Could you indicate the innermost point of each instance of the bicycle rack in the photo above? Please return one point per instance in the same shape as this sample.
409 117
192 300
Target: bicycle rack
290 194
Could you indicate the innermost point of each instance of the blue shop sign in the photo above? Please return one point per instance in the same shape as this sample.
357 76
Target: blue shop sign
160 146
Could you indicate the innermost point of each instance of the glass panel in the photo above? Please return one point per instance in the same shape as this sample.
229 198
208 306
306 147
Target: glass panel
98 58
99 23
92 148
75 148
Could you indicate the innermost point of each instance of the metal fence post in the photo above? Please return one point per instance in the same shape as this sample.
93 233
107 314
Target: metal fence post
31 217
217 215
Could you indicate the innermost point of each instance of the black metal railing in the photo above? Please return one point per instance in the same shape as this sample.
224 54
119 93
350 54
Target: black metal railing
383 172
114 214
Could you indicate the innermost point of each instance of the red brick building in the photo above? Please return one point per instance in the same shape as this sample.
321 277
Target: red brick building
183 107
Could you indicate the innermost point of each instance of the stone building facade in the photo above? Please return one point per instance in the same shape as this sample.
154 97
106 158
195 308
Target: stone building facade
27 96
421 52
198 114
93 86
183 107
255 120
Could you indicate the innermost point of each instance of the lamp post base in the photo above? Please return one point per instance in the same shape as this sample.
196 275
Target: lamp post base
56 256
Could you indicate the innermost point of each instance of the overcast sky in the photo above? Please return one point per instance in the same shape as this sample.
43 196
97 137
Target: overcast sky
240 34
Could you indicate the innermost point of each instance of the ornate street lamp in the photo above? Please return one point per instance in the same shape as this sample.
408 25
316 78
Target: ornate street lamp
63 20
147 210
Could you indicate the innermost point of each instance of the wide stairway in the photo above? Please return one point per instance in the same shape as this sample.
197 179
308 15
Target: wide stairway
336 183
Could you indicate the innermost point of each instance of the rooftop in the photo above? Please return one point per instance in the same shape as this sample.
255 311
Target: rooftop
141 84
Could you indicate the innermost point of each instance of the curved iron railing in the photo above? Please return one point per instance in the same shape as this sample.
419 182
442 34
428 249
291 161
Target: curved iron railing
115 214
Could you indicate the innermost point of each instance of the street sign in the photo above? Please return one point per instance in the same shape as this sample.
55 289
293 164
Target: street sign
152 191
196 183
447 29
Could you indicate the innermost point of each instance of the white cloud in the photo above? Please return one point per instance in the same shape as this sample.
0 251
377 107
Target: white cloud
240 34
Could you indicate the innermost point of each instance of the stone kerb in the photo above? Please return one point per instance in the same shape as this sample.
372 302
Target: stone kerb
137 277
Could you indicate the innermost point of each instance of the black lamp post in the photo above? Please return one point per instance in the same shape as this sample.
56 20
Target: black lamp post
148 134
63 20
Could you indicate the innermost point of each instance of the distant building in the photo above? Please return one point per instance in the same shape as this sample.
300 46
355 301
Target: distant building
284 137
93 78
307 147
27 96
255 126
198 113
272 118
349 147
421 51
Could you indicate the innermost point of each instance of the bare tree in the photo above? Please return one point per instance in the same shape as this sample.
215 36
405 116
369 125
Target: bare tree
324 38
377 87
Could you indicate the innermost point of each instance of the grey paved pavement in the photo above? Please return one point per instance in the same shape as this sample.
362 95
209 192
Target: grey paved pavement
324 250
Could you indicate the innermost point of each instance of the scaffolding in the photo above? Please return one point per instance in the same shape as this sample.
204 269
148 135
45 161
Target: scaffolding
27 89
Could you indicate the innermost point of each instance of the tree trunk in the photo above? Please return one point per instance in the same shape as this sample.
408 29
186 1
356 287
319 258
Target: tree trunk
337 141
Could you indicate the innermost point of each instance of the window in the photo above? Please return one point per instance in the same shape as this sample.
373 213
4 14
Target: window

☆ ☆ ☆ ☆

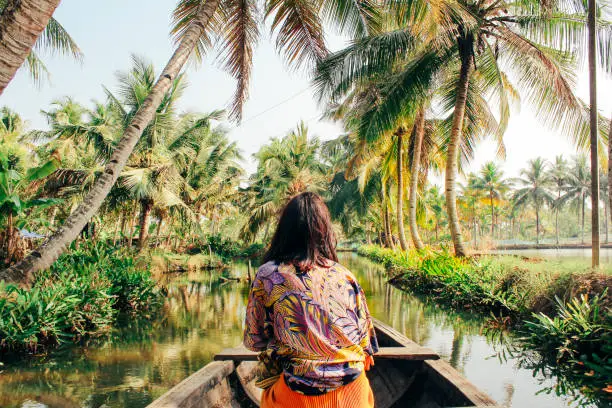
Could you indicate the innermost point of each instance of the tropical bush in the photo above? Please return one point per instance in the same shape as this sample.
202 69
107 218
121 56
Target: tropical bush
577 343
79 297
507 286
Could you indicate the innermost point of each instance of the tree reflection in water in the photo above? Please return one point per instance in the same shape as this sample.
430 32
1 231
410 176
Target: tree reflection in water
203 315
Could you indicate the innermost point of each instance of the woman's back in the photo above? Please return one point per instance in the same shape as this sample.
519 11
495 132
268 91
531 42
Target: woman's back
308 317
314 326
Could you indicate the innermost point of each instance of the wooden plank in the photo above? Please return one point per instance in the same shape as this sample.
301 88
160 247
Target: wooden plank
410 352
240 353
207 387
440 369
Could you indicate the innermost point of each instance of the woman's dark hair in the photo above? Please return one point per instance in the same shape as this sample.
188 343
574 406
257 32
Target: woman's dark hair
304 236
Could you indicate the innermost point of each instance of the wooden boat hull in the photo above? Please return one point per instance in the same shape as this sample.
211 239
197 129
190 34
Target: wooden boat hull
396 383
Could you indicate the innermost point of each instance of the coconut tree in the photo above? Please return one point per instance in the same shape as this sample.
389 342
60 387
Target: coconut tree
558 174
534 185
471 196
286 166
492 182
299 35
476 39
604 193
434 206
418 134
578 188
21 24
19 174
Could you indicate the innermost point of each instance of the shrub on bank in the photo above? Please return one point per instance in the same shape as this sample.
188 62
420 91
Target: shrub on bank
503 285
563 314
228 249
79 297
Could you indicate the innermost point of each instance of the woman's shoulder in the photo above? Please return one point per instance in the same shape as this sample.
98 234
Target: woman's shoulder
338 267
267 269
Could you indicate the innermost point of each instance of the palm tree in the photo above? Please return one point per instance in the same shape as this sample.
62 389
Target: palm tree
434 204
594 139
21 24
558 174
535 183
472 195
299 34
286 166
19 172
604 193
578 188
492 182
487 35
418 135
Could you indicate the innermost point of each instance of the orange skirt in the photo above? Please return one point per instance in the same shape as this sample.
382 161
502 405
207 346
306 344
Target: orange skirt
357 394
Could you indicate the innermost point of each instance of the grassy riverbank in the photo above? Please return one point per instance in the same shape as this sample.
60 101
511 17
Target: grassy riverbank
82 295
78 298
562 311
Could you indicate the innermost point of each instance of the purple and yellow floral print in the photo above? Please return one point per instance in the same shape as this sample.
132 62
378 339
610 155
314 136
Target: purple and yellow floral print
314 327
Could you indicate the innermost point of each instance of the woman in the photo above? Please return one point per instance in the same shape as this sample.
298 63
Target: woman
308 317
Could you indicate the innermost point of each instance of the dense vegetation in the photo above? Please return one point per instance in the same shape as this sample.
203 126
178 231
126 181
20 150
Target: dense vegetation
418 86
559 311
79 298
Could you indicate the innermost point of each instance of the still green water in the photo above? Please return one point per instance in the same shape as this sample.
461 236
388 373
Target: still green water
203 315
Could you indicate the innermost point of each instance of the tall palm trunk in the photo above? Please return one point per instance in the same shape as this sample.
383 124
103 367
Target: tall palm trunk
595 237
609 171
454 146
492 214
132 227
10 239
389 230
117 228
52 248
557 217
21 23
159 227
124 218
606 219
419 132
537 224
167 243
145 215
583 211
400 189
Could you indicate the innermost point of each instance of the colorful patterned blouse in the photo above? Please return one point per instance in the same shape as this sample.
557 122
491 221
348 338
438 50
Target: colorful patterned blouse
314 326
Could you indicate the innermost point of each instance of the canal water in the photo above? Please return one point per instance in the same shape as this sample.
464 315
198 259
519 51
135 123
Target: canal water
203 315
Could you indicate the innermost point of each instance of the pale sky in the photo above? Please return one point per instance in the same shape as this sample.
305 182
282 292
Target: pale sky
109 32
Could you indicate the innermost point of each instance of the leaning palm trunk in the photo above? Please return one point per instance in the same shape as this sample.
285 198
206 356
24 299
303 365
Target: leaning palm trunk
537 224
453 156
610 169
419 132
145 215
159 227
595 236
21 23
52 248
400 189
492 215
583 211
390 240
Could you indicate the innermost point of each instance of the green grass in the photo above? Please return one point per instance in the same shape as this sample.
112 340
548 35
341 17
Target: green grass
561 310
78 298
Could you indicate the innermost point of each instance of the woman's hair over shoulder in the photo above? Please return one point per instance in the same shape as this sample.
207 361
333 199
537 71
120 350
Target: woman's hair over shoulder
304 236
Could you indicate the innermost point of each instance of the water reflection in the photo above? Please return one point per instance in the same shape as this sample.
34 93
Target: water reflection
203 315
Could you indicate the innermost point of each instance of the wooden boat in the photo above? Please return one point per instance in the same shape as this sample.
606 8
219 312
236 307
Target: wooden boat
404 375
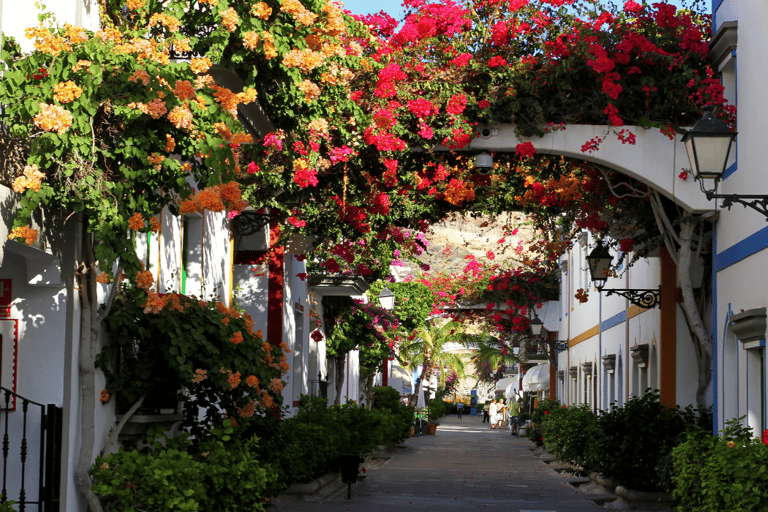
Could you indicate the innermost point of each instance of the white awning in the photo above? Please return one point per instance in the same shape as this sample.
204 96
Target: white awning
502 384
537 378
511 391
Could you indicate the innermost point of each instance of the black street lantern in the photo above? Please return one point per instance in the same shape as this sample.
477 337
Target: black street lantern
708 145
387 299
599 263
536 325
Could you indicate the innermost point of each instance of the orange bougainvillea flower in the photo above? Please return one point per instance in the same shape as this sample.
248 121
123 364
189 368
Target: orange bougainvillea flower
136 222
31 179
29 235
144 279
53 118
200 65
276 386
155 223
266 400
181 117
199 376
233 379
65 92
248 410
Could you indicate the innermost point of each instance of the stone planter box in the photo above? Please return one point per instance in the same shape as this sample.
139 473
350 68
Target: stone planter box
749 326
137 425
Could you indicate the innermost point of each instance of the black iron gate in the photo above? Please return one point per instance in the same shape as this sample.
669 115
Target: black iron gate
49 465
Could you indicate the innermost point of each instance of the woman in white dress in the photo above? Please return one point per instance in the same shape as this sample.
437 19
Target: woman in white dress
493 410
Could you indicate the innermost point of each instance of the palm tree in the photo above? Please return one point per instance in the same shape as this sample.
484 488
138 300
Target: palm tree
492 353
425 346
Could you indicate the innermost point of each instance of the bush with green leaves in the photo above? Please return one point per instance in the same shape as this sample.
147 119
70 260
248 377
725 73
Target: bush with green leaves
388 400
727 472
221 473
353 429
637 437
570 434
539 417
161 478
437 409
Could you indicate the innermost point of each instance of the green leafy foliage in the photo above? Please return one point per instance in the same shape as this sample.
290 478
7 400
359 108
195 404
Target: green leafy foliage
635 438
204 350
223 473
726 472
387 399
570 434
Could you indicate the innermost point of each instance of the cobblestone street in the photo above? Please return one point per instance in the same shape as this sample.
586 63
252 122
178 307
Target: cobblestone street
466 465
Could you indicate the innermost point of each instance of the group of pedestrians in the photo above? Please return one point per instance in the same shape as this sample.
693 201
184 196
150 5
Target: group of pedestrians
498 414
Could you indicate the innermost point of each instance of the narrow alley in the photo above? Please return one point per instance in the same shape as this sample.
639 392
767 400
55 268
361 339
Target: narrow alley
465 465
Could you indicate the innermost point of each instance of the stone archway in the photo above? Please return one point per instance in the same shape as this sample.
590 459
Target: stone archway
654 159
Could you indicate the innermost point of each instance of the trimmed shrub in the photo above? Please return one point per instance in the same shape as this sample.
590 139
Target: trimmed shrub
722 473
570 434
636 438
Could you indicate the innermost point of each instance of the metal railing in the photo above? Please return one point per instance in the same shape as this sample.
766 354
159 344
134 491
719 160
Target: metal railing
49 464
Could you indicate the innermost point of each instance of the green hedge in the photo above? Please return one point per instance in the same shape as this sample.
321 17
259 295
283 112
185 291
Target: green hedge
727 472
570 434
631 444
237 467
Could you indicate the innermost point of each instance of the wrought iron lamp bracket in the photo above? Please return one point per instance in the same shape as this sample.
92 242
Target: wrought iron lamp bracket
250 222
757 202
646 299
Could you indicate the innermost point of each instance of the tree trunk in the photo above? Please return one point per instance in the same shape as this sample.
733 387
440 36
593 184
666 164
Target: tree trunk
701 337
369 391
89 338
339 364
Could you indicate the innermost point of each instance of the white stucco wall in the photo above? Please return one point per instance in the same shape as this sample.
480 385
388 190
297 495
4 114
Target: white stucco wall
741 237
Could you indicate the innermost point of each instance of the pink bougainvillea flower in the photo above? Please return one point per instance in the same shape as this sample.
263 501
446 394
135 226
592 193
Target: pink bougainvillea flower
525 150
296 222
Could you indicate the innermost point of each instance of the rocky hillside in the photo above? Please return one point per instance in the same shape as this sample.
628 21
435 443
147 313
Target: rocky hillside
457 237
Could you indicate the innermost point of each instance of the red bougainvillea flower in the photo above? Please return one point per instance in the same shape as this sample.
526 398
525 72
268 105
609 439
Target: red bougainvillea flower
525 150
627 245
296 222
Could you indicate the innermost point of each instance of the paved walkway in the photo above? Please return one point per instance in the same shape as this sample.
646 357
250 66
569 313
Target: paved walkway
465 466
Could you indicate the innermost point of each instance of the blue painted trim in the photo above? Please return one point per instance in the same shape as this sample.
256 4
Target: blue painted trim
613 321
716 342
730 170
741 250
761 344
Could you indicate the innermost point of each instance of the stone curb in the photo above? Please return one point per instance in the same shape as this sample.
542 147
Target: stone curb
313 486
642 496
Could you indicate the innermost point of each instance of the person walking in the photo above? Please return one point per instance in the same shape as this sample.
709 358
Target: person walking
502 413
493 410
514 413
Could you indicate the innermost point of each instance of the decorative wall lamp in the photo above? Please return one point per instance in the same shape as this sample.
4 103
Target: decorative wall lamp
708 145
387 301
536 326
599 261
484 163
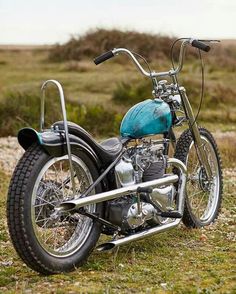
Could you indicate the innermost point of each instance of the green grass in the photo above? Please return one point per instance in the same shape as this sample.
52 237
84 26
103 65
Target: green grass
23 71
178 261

☆ ☆ ☆ ☆

# Request
Which lines in the records above contain the string "colorful"? Gather and copy each of those lines in full, treating uppercase and lowercase as different.

# Task answer
Could you indicate the innermost point of each instance of the colorful patterned blouse in the photo above? Please return one point per instance in the same shape as this sample.
Target: colorful patterned blouse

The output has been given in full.